*WHAT THIS TASK INVOLVES*. Reproduce the rows below verbatim, from the very first row through the row that contains "57 301 L 64", with both of those rows included.

*DATA EXTRACT*.
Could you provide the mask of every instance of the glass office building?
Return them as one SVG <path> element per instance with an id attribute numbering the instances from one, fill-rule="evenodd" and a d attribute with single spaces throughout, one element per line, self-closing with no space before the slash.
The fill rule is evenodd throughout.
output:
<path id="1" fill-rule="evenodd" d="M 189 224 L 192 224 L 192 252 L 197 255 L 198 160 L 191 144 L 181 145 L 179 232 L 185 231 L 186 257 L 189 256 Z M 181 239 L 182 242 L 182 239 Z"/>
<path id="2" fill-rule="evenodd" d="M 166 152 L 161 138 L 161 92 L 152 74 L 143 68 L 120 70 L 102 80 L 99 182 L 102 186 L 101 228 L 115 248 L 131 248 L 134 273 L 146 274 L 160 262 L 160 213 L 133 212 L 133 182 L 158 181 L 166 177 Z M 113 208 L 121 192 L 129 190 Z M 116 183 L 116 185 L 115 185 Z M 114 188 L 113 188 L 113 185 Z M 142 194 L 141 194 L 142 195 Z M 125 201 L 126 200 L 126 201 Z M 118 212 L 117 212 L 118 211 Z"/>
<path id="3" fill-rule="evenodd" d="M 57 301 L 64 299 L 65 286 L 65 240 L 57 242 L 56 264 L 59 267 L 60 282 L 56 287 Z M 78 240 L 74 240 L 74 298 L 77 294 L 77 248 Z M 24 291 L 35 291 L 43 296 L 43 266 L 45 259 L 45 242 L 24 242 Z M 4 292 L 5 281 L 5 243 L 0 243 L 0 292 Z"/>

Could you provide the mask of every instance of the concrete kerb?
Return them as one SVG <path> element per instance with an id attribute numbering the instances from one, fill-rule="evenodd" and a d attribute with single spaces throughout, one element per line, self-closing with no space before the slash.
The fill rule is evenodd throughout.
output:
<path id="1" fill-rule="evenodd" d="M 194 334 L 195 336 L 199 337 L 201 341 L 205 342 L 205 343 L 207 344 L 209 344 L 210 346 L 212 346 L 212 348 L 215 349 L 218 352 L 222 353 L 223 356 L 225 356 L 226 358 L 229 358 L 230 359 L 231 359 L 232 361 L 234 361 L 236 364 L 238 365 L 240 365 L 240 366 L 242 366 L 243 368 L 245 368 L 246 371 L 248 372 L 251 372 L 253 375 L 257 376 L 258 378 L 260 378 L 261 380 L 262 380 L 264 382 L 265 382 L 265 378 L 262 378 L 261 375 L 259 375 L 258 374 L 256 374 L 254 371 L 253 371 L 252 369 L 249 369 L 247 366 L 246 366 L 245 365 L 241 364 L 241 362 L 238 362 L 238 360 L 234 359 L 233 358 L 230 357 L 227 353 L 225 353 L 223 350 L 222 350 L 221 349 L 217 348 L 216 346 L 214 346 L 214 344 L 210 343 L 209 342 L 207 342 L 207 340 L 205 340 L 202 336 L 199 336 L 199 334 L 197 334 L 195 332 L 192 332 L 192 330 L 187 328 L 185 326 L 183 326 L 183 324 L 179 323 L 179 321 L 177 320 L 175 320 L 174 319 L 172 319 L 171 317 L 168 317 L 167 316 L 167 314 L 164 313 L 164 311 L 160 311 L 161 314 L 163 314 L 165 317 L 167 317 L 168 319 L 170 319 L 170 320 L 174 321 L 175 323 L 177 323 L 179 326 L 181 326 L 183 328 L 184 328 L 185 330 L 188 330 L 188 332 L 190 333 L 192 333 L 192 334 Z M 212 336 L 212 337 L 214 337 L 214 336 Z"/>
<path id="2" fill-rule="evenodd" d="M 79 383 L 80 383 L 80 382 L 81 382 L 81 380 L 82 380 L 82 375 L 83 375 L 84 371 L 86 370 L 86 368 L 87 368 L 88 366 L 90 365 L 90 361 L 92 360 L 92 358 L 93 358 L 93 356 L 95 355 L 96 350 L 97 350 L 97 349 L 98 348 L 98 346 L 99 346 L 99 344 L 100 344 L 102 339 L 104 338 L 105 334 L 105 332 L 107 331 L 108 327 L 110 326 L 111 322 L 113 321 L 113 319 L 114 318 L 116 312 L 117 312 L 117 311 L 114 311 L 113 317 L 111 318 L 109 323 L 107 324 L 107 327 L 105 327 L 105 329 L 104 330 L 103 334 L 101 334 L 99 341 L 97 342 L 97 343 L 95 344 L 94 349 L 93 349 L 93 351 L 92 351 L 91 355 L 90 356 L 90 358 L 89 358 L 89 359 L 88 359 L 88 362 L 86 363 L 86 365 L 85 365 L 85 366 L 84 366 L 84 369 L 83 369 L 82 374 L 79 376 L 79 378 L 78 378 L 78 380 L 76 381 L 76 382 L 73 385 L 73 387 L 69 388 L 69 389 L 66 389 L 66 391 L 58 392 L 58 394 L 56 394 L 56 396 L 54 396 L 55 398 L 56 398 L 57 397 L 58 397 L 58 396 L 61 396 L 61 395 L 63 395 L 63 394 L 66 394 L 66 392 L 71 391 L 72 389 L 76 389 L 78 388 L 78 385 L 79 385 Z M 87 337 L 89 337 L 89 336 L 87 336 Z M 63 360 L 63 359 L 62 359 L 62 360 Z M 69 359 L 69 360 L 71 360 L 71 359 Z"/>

*WRITTEN SOLUTION*.
Could you provide the mask of every instance of the glass office building?
Return them as one SVG <path> element per instance with an id attribute numbering the instances from one, fill-rule="evenodd" and a d attribute with single spaces throughout, one element per line, self-closing with no space before the slash.
The fill rule is evenodd throughout.
output:
<path id="1" fill-rule="evenodd" d="M 189 224 L 192 224 L 192 252 L 197 255 L 198 160 L 191 144 L 181 145 L 179 232 L 185 231 L 186 257 L 189 256 Z M 181 239 L 182 242 L 182 239 Z"/>
<path id="2" fill-rule="evenodd" d="M 166 152 L 161 138 L 161 92 L 152 74 L 143 68 L 120 70 L 102 80 L 99 182 L 102 186 L 101 228 L 115 248 L 131 248 L 134 273 L 146 274 L 160 262 L 160 213 L 133 212 L 133 182 L 158 181 L 166 177 Z M 113 208 L 121 192 L 129 190 Z M 116 183 L 116 185 L 115 185 Z M 114 188 L 113 188 L 113 185 Z M 142 194 L 141 194 L 142 195 Z M 125 201 L 126 200 L 126 201 Z M 118 212 L 117 212 L 118 211 Z"/>
<path id="3" fill-rule="evenodd" d="M 57 301 L 64 299 L 65 286 L 65 240 L 57 242 L 56 264 L 59 267 L 60 282 L 56 287 Z M 78 240 L 74 240 L 74 298 L 77 294 L 77 248 Z M 24 291 L 35 291 L 43 296 L 43 266 L 45 259 L 45 242 L 24 242 Z M 4 292 L 5 281 L 5 243 L 0 243 L 0 292 Z"/>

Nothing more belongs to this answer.